WORK REQUIRED »
Look through the data for the string "person". Copy every line where it is found.

#### RECORD EXCERPTS ####

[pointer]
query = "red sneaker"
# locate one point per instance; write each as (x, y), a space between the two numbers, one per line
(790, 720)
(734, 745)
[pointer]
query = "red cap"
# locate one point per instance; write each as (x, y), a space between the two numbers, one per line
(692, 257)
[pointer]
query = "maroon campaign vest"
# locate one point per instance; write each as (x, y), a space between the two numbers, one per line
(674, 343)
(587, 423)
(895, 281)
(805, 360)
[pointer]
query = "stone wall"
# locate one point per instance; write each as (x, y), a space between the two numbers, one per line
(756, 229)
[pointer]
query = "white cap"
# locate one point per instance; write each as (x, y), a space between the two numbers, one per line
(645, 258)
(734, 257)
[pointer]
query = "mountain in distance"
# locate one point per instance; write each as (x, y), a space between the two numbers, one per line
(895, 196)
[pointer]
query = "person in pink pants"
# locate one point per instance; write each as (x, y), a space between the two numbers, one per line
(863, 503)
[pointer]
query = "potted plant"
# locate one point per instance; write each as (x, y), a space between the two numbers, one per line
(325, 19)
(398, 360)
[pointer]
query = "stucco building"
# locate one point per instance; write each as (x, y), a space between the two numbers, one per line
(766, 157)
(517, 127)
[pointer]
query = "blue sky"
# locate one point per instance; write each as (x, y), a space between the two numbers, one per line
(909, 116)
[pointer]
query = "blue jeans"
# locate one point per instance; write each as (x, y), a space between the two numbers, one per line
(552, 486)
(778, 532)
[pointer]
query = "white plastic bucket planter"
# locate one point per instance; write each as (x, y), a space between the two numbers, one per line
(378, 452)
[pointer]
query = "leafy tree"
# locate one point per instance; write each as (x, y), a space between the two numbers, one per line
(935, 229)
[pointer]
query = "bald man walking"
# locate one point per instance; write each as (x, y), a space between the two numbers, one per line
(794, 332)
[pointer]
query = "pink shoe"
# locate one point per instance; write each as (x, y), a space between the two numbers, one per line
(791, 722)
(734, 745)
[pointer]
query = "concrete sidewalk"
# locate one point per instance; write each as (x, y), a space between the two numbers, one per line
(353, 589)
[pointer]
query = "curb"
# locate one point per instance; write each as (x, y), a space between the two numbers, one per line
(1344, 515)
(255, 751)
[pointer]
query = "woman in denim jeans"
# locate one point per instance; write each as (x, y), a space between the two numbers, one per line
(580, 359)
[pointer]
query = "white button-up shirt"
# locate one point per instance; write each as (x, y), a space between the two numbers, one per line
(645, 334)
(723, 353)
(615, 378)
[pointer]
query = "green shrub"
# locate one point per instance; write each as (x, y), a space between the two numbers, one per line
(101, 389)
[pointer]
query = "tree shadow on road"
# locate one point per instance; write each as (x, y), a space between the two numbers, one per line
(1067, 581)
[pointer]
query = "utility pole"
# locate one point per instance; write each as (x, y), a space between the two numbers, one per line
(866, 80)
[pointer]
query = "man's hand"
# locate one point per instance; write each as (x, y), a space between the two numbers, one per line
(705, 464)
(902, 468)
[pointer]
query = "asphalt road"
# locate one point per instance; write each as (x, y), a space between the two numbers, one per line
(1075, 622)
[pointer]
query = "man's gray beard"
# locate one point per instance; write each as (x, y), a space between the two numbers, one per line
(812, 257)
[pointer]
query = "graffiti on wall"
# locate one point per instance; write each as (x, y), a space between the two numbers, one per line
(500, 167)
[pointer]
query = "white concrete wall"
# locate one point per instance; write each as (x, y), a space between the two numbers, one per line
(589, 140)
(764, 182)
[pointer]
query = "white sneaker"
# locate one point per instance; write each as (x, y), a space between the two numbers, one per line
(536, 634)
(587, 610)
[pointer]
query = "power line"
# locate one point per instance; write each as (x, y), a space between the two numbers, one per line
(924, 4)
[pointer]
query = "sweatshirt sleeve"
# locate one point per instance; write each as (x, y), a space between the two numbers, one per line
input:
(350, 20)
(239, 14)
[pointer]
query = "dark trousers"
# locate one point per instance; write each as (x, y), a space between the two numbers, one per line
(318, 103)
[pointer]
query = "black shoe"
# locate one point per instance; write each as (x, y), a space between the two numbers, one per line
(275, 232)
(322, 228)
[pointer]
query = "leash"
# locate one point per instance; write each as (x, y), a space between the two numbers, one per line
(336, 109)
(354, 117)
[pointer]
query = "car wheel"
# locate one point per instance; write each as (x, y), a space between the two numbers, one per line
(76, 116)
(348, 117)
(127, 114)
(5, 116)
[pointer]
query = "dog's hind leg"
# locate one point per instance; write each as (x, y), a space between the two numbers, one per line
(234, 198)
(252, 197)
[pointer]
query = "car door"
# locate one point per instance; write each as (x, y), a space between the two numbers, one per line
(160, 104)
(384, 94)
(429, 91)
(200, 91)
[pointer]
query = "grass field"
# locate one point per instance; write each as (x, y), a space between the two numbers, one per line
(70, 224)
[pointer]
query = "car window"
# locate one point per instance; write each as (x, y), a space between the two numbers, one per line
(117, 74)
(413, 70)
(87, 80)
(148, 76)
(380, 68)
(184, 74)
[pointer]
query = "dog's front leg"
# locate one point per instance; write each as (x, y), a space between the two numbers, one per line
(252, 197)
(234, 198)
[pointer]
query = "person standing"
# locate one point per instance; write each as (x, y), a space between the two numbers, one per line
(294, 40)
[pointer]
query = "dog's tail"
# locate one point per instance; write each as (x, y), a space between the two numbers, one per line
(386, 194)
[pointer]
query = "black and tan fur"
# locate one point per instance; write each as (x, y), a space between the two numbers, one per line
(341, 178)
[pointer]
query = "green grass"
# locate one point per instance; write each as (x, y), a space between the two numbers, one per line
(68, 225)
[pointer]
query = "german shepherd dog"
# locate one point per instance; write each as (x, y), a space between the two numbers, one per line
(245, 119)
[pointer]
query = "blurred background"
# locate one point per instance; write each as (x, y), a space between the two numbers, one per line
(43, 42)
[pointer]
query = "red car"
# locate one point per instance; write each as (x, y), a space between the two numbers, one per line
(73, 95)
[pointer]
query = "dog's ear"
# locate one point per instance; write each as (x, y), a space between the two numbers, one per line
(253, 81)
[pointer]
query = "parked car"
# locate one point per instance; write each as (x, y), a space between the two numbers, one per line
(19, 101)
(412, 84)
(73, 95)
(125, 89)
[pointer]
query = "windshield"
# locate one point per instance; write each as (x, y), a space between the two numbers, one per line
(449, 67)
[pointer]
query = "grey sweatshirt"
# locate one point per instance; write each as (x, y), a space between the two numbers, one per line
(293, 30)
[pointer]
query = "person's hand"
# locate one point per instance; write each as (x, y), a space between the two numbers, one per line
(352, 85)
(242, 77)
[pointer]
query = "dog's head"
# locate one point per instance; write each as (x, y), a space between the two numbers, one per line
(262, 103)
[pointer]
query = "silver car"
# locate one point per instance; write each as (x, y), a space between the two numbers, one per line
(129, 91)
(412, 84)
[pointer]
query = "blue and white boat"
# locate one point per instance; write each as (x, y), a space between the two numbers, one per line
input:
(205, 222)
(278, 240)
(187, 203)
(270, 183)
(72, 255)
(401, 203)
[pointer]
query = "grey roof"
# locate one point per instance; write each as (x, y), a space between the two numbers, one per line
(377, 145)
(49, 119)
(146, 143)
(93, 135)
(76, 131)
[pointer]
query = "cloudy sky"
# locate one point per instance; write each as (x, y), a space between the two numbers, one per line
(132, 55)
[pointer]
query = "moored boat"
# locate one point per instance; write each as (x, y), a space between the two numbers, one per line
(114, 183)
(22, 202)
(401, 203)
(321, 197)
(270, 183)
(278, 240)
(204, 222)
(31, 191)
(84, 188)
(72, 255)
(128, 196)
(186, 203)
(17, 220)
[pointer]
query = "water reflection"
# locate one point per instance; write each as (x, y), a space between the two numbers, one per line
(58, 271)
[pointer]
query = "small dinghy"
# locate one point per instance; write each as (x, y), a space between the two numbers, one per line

####

YOUR RESPONSE »
query = "person in pink pants"
query = "person standing"
query = "person's hand"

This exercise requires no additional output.